Task instructions → Pictures do not belong in the copy; transcribe everything else in the records exactly.

Provided data →

---------------

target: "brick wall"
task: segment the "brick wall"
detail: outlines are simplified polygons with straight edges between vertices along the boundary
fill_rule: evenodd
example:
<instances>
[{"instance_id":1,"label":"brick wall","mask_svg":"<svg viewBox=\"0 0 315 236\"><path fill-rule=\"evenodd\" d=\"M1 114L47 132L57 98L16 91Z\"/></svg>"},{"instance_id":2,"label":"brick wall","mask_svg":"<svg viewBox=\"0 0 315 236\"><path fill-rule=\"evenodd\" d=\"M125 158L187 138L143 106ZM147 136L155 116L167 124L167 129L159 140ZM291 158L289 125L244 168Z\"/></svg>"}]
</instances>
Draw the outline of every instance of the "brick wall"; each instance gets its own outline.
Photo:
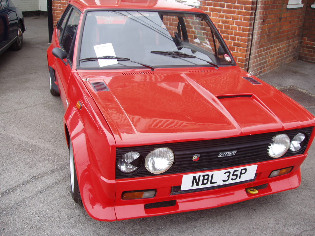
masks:
<instances>
[{"instance_id":1,"label":"brick wall","mask_svg":"<svg viewBox=\"0 0 315 236\"><path fill-rule=\"evenodd\" d=\"M200 2L201 9L210 16L238 65L247 69L255 1L202 0Z\"/></svg>"},{"instance_id":2,"label":"brick wall","mask_svg":"<svg viewBox=\"0 0 315 236\"><path fill-rule=\"evenodd\" d=\"M68 0L52 0L53 23L54 27L56 26L57 22L60 19L68 4Z\"/></svg>"},{"instance_id":3,"label":"brick wall","mask_svg":"<svg viewBox=\"0 0 315 236\"><path fill-rule=\"evenodd\" d=\"M311 6L314 0L306 3L305 18L303 27L299 59L315 63L315 8Z\"/></svg>"},{"instance_id":4,"label":"brick wall","mask_svg":"<svg viewBox=\"0 0 315 236\"><path fill-rule=\"evenodd\" d=\"M287 9L287 4L258 1L249 71L264 74L298 59L305 6Z\"/></svg>"}]
</instances>

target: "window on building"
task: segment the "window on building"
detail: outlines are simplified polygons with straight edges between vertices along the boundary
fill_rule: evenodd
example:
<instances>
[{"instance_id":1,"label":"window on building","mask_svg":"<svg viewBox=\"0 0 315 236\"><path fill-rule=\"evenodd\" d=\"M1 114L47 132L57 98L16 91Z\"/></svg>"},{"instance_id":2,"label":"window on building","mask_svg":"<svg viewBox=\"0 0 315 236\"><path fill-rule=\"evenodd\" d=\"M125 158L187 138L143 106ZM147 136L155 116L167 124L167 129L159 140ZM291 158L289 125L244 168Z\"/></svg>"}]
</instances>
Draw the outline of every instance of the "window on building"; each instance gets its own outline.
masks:
<instances>
[{"instance_id":1,"label":"window on building","mask_svg":"<svg viewBox=\"0 0 315 236\"><path fill-rule=\"evenodd\" d=\"M303 6L302 0L289 0L287 8L299 8L303 7Z\"/></svg>"},{"instance_id":2,"label":"window on building","mask_svg":"<svg viewBox=\"0 0 315 236\"><path fill-rule=\"evenodd\" d=\"M3 8L5 8L8 6L8 3L7 3L7 0L1 0L1 2L2 3L2 6Z\"/></svg>"}]
</instances>

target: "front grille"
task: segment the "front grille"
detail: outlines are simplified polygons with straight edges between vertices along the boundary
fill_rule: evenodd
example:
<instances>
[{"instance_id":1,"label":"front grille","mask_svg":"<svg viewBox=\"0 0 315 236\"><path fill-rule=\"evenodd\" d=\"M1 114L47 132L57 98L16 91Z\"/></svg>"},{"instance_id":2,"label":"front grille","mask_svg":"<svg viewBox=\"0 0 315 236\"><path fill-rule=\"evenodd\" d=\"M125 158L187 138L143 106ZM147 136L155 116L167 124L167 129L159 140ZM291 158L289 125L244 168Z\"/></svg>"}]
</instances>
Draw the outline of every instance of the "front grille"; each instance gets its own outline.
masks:
<instances>
[{"instance_id":1,"label":"front grille","mask_svg":"<svg viewBox=\"0 0 315 236\"><path fill-rule=\"evenodd\" d=\"M174 153L175 160L171 168L161 174L152 174L143 165L136 171L131 174L123 173L116 168L116 178L157 176L215 170L274 160L274 158L268 155L268 147L272 142L272 137L276 134L281 133L286 133L291 140L299 132L304 133L306 135L307 142L303 148L294 153L289 149L280 158L298 155L304 153L312 129L312 127L309 127L219 139L117 148L117 160L125 153L137 152L140 154L143 159L142 163L144 163L146 156L154 149L168 147ZM237 150L235 155L219 157L220 153L235 150ZM197 154L200 155L199 160L193 161L193 155Z\"/></svg>"}]
</instances>

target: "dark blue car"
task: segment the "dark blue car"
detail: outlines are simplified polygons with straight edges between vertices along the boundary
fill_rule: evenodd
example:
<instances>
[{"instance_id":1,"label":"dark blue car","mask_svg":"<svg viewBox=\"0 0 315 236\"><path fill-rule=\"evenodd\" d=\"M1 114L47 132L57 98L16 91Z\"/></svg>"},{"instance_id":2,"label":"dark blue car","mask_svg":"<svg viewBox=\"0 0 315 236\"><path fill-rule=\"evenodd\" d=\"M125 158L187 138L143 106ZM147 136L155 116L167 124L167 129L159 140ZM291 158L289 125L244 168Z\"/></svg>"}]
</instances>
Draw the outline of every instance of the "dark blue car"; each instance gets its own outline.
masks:
<instances>
[{"instance_id":1,"label":"dark blue car","mask_svg":"<svg viewBox=\"0 0 315 236\"><path fill-rule=\"evenodd\" d=\"M20 49L26 30L21 11L10 0L0 0L0 54L9 48Z\"/></svg>"}]
</instances>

---------------

Result for this exercise →
target: "brick wall"
task: segment the "brick wall"
detail: outlines are simplified polygons with straight edges between vertices along the boundary
fill_rule: evenodd
example:
<instances>
[{"instance_id":1,"label":"brick wall","mask_svg":"<svg viewBox=\"0 0 315 236\"><path fill-rule=\"evenodd\" d=\"M1 114L47 132L57 98L16 91Z\"/></svg>"},{"instance_id":2,"label":"brick wall","mask_svg":"<svg viewBox=\"0 0 315 236\"><path fill-rule=\"evenodd\" d=\"M125 158L187 138L143 106ZM147 136L155 116L167 124L167 129L159 140ZM291 158L289 125L244 168Z\"/></svg>"}]
</instances>
Draw the outline of every instance of the "brick wall"; each instance gets its own outline.
Photo:
masks:
<instances>
[{"instance_id":1,"label":"brick wall","mask_svg":"<svg viewBox=\"0 0 315 236\"><path fill-rule=\"evenodd\" d=\"M200 2L201 9L210 16L238 65L247 69L255 1L202 0Z\"/></svg>"},{"instance_id":2,"label":"brick wall","mask_svg":"<svg viewBox=\"0 0 315 236\"><path fill-rule=\"evenodd\" d=\"M68 0L52 0L53 23L54 27L56 26L57 22L60 19L68 4Z\"/></svg>"},{"instance_id":3,"label":"brick wall","mask_svg":"<svg viewBox=\"0 0 315 236\"><path fill-rule=\"evenodd\" d=\"M311 6L314 0L306 3L305 18L303 27L299 59L315 63L315 8Z\"/></svg>"},{"instance_id":4,"label":"brick wall","mask_svg":"<svg viewBox=\"0 0 315 236\"><path fill-rule=\"evenodd\" d=\"M287 9L287 4L258 1L249 71L264 74L298 59L305 6Z\"/></svg>"}]
</instances>

target: "window on building"
task: segment the "window on building"
detail: outlines are simplified polygons with straight edges between vertices along the boundary
fill_rule: evenodd
example:
<instances>
[{"instance_id":1,"label":"window on building","mask_svg":"<svg viewBox=\"0 0 315 236\"><path fill-rule=\"evenodd\" d=\"M1 114L47 132L57 98L16 91Z\"/></svg>"},{"instance_id":2,"label":"window on building","mask_svg":"<svg viewBox=\"0 0 315 236\"><path fill-rule=\"evenodd\" d=\"M125 158L187 138L143 106ZM147 136L155 116L167 124L167 129L159 140ZM291 158L289 125L244 168Z\"/></svg>"}]
</instances>
Draw the outline of every instance of the "window on building"; each instance gets its own outline.
masks:
<instances>
[{"instance_id":1,"label":"window on building","mask_svg":"<svg viewBox=\"0 0 315 236\"><path fill-rule=\"evenodd\" d=\"M303 6L302 0L289 0L287 8L299 8L303 7Z\"/></svg>"},{"instance_id":2,"label":"window on building","mask_svg":"<svg viewBox=\"0 0 315 236\"><path fill-rule=\"evenodd\" d=\"M3 8L5 8L8 6L8 3L7 3L7 0L1 0L1 2L2 3L2 6Z\"/></svg>"}]
</instances>

target: "front grille"
task: segment the "front grille"
detail: outlines are simplified polygons with straight edges between vertices along the boundary
fill_rule: evenodd
example:
<instances>
[{"instance_id":1,"label":"front grille","mask_svg":"<svg viewBox=\"0 0 315 236\"><path fill-rule=\"evenodd\" d=\"M1 114L47 132L57 98L16 91Z\"/></svg>"},{"instance_id":2,"label":"front grille","mask_svg":"<svg viewBox=\"0 0 315 236\"><path fill-rule=\"evenodd\" d=\"M125 158L187 138L143 106ZM147 136L155 116L167 124L167 129L159 140ZM291 158L289 125L244 168Z\"/></svg>"}]
</instances>
Draw the outline of every instance of the "front grille"; each instance gets its own outline.
masks:
<instances>
[{"instance_id":1,"label":"front grille","mask_svg":"<svg viewBox=\"0 0 315 236\"><path fill-rule=\"evenodd\" d=\"M174 153L175 160L171 168L161 174L152 174L143 165L136 171L131 174L123 173L116 168L116 178L157 176L215 170L274 160L274 158L268 155L268 147L272 142L272 137L276 134L281 133L286 133L291 140L299 132L304 133L306 135L307 142L303 148L294 153L289 149L280 158L298 155L304 153L312 129L312 127L309 127L219 139L117 148L117 160L125 153L137 152L140 154L143 159L142 163L144 163L146 156L154 149L168 147ZM237 150L235 155L219 157L220 153L235 150ZM197 154L200 155L199 160L193 161L193 155Z\"/></svg>"}]
</instances>

target: "dark blue car"
task: segment the "dark blue car"
detail: outlines are simplified polygons with straight edges between vertices along the boundary
fill_rule: evenodd
example:
<instances>
[{"instance_id":1,"label":"dark blue car","mask_svg":"<svg viewBox=\"0 0 315 236\"><path fill-rule=\"evenodd\" d=\"M1 114L47 132L57 98L16 91Z\"/></svg>"},{"instance_id":2,"label":"dark blue car","mask_svg":"<svg viewBox=\"0 0 315 236\"><path fill-rule=\"evenodd\" d=\"M125 158L187 138L143 106ZM147 136L155 116L167 124L167 129L159 140ZM291 158L289 125L244 168Z\"/></svg>"}]
</instances>
Draw the outline of every instance of the "dark blue car"; each instance gets its own outline.
masks:
<instances>
[{"instance_id":1,"label":"dark blue car","mask_svg":"<svg viewBox=\"0 0 315 236\"><path fill-rule=\"evenodd\" d=\"M20 49L26 30L21 11L10 0L0 0L0 54L9 48Z\"/></svg>"}]
</instances>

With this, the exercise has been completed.